**THE REQUEST:** Take the lines below from the one containing "Tag concrete pool edge in the picture above." through the one containing "0 0 896 754", and rewrite them as a numbered list with blank lines omitted. Include no other lines.

— Begin TASK INPUT —

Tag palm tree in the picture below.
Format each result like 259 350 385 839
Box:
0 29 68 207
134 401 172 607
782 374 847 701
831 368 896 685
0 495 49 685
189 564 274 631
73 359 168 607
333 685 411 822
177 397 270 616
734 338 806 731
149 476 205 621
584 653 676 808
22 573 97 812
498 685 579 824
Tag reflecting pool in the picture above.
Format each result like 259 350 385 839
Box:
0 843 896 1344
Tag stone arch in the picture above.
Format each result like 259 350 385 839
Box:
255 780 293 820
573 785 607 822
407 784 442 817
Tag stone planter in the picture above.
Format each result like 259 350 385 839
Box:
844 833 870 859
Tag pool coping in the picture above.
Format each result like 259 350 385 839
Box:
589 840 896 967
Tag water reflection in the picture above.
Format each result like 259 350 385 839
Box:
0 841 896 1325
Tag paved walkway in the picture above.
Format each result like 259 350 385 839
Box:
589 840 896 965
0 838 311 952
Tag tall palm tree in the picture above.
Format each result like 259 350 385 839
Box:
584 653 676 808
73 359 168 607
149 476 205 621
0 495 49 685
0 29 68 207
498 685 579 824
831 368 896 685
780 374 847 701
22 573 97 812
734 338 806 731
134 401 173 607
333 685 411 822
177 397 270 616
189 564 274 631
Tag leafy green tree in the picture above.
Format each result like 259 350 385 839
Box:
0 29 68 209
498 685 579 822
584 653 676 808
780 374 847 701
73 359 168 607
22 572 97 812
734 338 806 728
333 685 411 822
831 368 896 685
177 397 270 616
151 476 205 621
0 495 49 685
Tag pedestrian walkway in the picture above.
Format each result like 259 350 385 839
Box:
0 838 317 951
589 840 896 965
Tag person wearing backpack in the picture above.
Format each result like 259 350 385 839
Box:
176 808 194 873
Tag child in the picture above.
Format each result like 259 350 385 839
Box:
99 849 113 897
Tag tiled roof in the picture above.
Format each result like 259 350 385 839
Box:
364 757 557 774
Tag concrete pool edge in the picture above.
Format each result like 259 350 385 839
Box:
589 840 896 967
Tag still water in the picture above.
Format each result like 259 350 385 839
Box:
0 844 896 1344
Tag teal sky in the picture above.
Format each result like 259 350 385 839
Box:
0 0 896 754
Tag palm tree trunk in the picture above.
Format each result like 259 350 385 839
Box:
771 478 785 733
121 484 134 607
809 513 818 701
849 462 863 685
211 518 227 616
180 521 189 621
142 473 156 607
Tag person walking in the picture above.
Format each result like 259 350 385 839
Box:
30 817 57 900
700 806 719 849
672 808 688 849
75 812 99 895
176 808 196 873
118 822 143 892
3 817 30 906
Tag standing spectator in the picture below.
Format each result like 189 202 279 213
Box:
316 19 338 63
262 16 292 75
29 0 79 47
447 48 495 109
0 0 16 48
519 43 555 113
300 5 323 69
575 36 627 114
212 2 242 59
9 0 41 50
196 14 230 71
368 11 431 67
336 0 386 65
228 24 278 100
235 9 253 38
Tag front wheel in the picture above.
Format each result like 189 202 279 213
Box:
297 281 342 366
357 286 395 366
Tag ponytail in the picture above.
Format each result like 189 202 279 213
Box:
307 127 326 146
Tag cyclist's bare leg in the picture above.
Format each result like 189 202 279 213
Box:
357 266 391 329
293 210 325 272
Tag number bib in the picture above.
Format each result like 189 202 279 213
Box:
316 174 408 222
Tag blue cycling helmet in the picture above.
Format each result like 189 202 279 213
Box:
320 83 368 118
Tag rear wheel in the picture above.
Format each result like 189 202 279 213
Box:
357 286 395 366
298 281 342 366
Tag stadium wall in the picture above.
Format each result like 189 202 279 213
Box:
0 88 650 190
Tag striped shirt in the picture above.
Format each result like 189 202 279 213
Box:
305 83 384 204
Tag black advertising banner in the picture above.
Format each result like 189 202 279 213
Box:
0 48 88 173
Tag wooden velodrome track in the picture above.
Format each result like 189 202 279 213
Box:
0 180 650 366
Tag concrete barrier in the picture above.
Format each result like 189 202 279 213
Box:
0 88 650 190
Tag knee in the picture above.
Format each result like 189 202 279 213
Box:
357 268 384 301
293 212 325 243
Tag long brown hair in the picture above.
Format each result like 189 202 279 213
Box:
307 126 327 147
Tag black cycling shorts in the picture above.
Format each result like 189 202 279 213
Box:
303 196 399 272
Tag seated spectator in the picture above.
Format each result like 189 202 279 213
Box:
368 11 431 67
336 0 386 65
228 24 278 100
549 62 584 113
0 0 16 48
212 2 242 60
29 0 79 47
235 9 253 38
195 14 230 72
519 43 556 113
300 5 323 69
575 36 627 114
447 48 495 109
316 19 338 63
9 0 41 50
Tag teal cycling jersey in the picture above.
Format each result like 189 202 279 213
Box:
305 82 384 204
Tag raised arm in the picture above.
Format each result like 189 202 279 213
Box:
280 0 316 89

— End TASK INPUT —

**SOLUTION BELOW:**
1. Tag concrete pool edge in the picture above.
2. Format each result like 259 350 385 839
3. Box:
4. 589 840 896 967
5. Tag still water in the picture above.
6. Format each result like 259 350 385 839
7. Box:
8. 0 844 896 1344
9. Tag teal sky in the picture above.
10. Format each result like 259 350 385 839
11. Box:
12. 0 0 896 754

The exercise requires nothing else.